## start Exercise materials

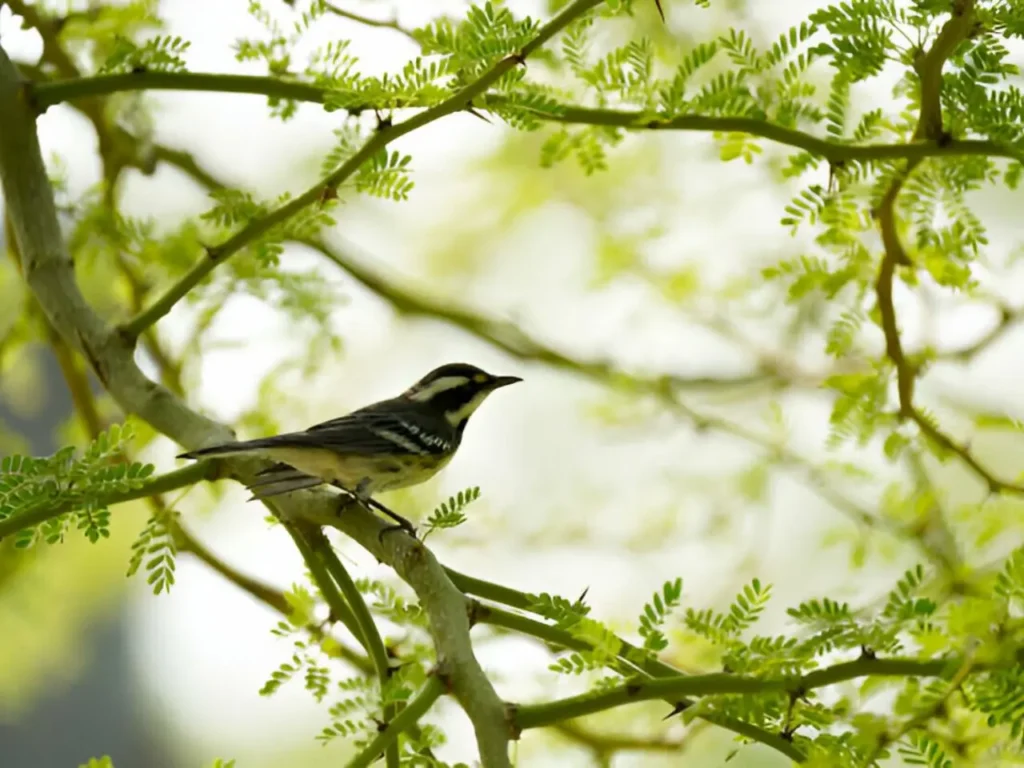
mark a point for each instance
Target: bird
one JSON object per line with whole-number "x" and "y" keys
{"x": 389, "y": 444}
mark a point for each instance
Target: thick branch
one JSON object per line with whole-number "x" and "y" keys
{"x": 431, "y": 691}
{"x": 47, "y": 94}
{"x": 537, "y": 716}
{"x": 50, "y": 275}
{"x": 929, "y": 68}
{"x": 629, "y": 663}
{"x": 384, "y": 136}
{"x": 515, "y": 342}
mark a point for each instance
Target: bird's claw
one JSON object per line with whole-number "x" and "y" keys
{"x": 408, "y": 527}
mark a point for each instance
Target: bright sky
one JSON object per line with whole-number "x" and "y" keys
{"x": 531, "y": 449}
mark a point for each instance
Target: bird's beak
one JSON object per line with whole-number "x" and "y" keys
{"x": 503, "y": 381}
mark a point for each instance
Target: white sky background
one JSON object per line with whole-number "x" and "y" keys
{"x": 205, "y": 649}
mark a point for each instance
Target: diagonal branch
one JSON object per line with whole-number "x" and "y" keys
{"x": 49, "y": 272}
{"x": 929, "y": 68}
{"x": 72, "y": 89}
{"x": 368, "y": 22}
{"x": 406, "y": 720}
{"x": 326, "y": 187}
{"x": 721, "y": 683}
{"x": 371, "y": 636}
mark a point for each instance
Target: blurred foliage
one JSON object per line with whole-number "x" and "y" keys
{"x": 880, "y": 196}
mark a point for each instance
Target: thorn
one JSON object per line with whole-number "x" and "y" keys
{"x": 383, "y": 123}
{"x": 680, "y": 708}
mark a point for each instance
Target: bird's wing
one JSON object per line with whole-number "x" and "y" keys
{"x": 388, "y": 427}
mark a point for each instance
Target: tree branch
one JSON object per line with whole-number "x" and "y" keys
{"x": 629, "y": 662}
{"x": 387, "y": 737}
{"x": 372, "y": 640}
{"x": 368, "y": 22}
{"x": 515, "y": 342}
{"x": 179, "y": 478}
{"x": 721, "y": 683}
{"x": 384, "y": 136}
{"x": 49, "y": 273}
{"x": 929, "y": 68}
{"x": 47, "y": 94}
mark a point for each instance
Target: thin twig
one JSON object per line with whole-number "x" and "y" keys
{"x": 929, "y": 127}
{"x": 373, "y": 642}
{"x": 388, "y": 735}
{"x": 368, "y": 22}
{"x": 384, "y": 136}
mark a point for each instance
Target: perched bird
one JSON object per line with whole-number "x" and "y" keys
{"x": 388, "y": 444}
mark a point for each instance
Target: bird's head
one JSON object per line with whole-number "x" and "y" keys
{"x": 457, "y": 390}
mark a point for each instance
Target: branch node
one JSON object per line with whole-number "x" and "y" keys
{"x": 680, "y": 707}
{"x": 328, "y": 194}
{"x": 511, "y": 711}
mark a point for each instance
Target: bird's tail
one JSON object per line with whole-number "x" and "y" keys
{"x": 228, "y": 449}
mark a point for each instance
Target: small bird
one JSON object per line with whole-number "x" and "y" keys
{"x": 386, "y": 445}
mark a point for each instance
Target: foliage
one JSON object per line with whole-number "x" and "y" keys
{"x": 450, "y": 514}
{"x": 885, "y": 199}
{"x": 77, "y": 482}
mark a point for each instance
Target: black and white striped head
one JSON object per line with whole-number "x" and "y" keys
{"x": 457, "y": 390}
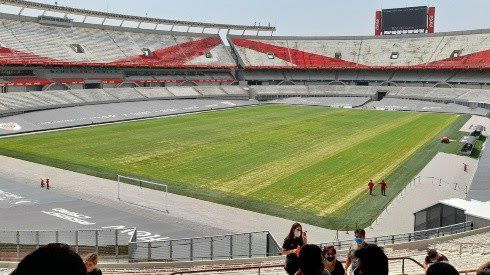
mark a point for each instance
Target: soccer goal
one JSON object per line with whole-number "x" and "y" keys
{"x": 142, "y": 193}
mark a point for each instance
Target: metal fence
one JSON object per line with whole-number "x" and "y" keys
{"x": 245, "y": 245}
{"x": 105, "y": 242}
{"x": 408, "y": 237}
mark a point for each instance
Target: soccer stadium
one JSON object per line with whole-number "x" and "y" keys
{"x": 147, "y": 145}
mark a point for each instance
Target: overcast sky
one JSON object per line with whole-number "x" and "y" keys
{"x": 295, "y": 17}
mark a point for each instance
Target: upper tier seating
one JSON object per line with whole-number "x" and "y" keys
{"x": 29, "y": 43}
{"x": 441, "y": 51}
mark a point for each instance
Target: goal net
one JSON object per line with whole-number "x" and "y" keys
{"x": 142, "y": 193}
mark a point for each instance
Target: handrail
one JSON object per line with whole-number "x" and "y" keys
{"x": 259, "y": 267}
{"x": 409, "y": 236}
{"x": 207, "y": 237}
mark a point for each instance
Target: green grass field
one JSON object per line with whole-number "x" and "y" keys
{"x": 309, "y": 164}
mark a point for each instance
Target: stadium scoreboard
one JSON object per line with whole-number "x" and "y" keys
{"x": 404, "y": 20}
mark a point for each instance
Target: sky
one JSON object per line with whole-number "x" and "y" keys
{"x": 295, "y": 17}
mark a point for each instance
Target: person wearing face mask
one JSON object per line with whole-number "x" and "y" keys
{"x": 352, "y": 261}
{"x": 433, "y": 257}
{"x": 331, "y": 263}
{"x": 291, "y": 246}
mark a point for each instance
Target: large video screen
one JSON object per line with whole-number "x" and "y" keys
{"x": 414, "y": 18}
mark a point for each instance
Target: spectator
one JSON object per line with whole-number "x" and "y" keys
{"x": 383, "y": 187}
{"x": 441, "y": 268}
{"x": 333, "y": 265}
{"x": 484, "y": 269}
{"x": 310, "y": 261}
{"x": 91, "y": 262}
{"x": 52, "y": 259}
{"x": 433, "y": 257}
{"x": 372, "y": 260}
{"x": 352, "y": 261}
{"x": 291, "y": 246}
{"x": 371, "y": 186}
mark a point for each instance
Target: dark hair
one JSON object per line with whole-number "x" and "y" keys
{"x": 329, "y": 248}
{"x": 431, "y": 253}
{"x": 441, "y": 268}
{"x": 54, "y": 258}
{"x": 290, "y": 236}
{"x": 360, "y": 231}
{"x": 372, "y": 260}
{"x": 310, "y": 260}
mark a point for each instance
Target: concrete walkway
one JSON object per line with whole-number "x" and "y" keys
{"x": 397, "y": 218}
{"x": 104, "y": 192}
{"x": 442, "y": 178}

## end Exercise materials

### Short exercise
Copy the whole of the material above exactly, but not its images.

### Reply to the task
mark a point for each instance
Target: bird
one JSON object per line with whole-number "x" and "y" keys
{"x": 389, "y": 444}
mark a point for each instance
Target: thick branch
one JSON object per line with whole-number "x" and "y" keys
{"x": 431, "y": 691}
{"x": 47, "y": 94}
{"x": 537, "y": 716}
{"x": 50, "y": 275}
{"x": 929, "y": 68}
{"x": 629, "y": 663}
{"x": 384, "y": 136}
{"x": 515, "y": 342}
mark a point for each instance
Target: bird's claw
one JSON object per line with whole-number "x" and "y" keys
{"x": 408, "y": 527}
mark a point for each instance
Target: bright sky
one JSON object per line with whole-number "x" and "y" keys
{"x": 531, "y": 449}
mark a point for each instance
Target: bird's beak
one JSON object per line with whole-number "x" and "y" keys
{"x": 503, "y": 381}
mark a point for each instance
Target: white sky background
one JSON object per line with whole-number "x" and "y" keys
{"x": 205, "y": 649}
mark a point for each instance
Target: diagonal branch
one JSON object per line with whole-number "x" and "y" keys
{"x": 49, "y": 272}
{"x": 929, "y": 68}
{"x": 72, "y": 89}
{"x": 368, "y": 22}
{"x": 406, "y": 720}
{"x": 326, "y": 187}
{"x": 721, "y": 683}
{"x": 371, "y": 636}
mark a point for each instance
Target: blurred foliage
one JSON object per line with whole-number "x" and "y" keys
{"x": 880, "y": 196}
mark a point for each instance
Target: thorn
one JSON object per line with whole-number "x" and "y" keys
{"x": 383, "y": 123}
{"x": 680, "y": 708}
mark a point for each instance
Target: bird's wing
one JSON object per line with whole-number "x" and "y" keys
{"x": 388, "y": 427}
mark a point for each instance
Target: tree branch
one JSON object per line with whole-number "x" and "y" keys
{"x": 629, "y": 662}
{"x": 387, "y": 737}
{"x": 372, "y": 640}
{"x": 368, "y": 22}
{"x": 515, "y": 342}
{"x": 179, "y": 478}
{"x": 721, "y": 683}
{"x": 384, "y": 136}
{"x": 49, "y": 273}
{"x": 929, "y": 68}
{"x": 47, "y": 94}
mark a point for each instance
Target: thin twig
one JSON object per line with whole-number "x" and "y" keys
{"x": 929, "y": 127}
{"x": 373, "y": 642}
{"x": 388, "y": 735}
{"x": 368, "y": 22}
{"x": 384, "y": 136}
mark a point for each instance
Target: perched bird
one JSON object per line with whole-number "x" and "y" keys
{"x": 388, "y": 444}
mark a point for each instance
Target: bird's head
one JSON object per line with whole-number "x" and "y" keys
{"x": 457, "y": 390}
mark a point for each instance
Target: branch node
one JSON object per line with whole-number "x" and "y" keys
{"x": 680, "y": 707}
{"x": 328, "y": 194}
{"x": 511, "y": 711}
mark a point for each instance
Target: bird's tail
one JSON object per line with whole-number "x" and "y" keys
{"x": 228, "y": 449}
mark a point for each instance
Target: small bird
one JSON object per line with whole-number "x" and "y" keys
{"x": 386, "y": 445}
mark a point for each instance
Target: foliage
one JSON object per line with whole-number "x" and "y" keys
{"x": 450, "y": 514}
{"x": 885, "y": 199}
{"x": 77, "y": 482}
mark a point for each instance
Target: black and white striped head
one JSON object per line with whole-number "x" and "y" keys
{"x": 457, "y": 390}
mark a point for each instance
Target: soccer goal
one JSON object per line with whole-number "x" and "y" keys
{"x": 142, "y": 193}
mark a point for each instance
Target: metal fence
one JSON object per line with whole-number "x" and "y" keys
{"x": 245, "y": 245}
{"x": 105, "y": 242}
{"x": 408, "y": 237}
mark a point for each instance
Target: soccer stadium
one JSON object per line with whole-number "x" and "y" keys
{"x": 147, "y": 145}
mark a point for each instance
Target: overcast sky
one JSON object per line with whole-number "x" and "y" keys
{"x": 295, "y": 17}
mark a point for each instance
Target: upper tier seating
one JSON object per line with whole-number "x" and "y" keys
{"x": 29, "y": 43}
{"x": 441, "y": 51}
mark a point for each instance
Target: goal net
one JSON object per line with whole-number "x" and "y" keys
{"x": 142, "y": 193}
mark a point for each instance
Target: handrail
one JSON object per line with whole-number "x" and "y" keys
{"x": 259, "y": 267}
{"x": 409, "y": 236}
{"x": 207, "y": 237}
mark a point for each instance
Target: green grass field
one JSON object per line with whole-number "x" and "y" keys
{"x": 309, "y": 164}
mark a point for each instance
Target: stadium scoreboard
one JSON object per line with whole-number "x" and "y" keys
{"x": 404, "y": 20}
mark a point for each instance
Target: sky
one JSON object per line with whole-number "x" and "y" keys
{"x": 295, "y": 17}
mark a point for each instance
Target: person wearing face mask
one JSON object per line with whole-number "x" and "y" keys
{"x": 352, "y": 261}
{"x": 433, "y": 257}
{"x": 331, "y": 263}
{"x": 291, "y": 246}
mark a point for each instance
Target: large video screen
one JSON object per line with whole-number "x" and "y" keys
{"x": 414, "y": 18}
mark a point for each instance
Target: spectator
one JSON object per line with whole-number "x" and "y" keys
{"x": 383, "y": 187}
{"x": 441, "y": 268}
{"x": 333, "y": 265}
{"x": 484, "y": 269}
{"x": 310, "y": 261}
{"x": 91, "y": 262}
{"x": 52, "y": 259}
{"x": 433, "y": 257}
{"x": 372, "y": 260}
{"x": 352, "y": 261}
{"x": 291, "y": 246}
{"x": 371, "y": 186}
mark a point for each instance
Target: dark hair
one JSON object per line with whole-number "x" and "y" keys
{"x": 329, "y": 248}
{"x": 431, "y": 253}
{"x": 441, "y": 268}
{"x": 54, "y": 258}
{"x": 290, "y": 236}
{"x": 360, "y": 231}
{"x": 372, "y": 260}
{"x": 310, "y": 260}
mark a point for each instance
Target: concrete walkway
one JSON object per line with whole-number "x" and "y" keys
{"x": 397, "y": 218}
{"x": 104, "y": 192}
{"x": 442, "y": 178}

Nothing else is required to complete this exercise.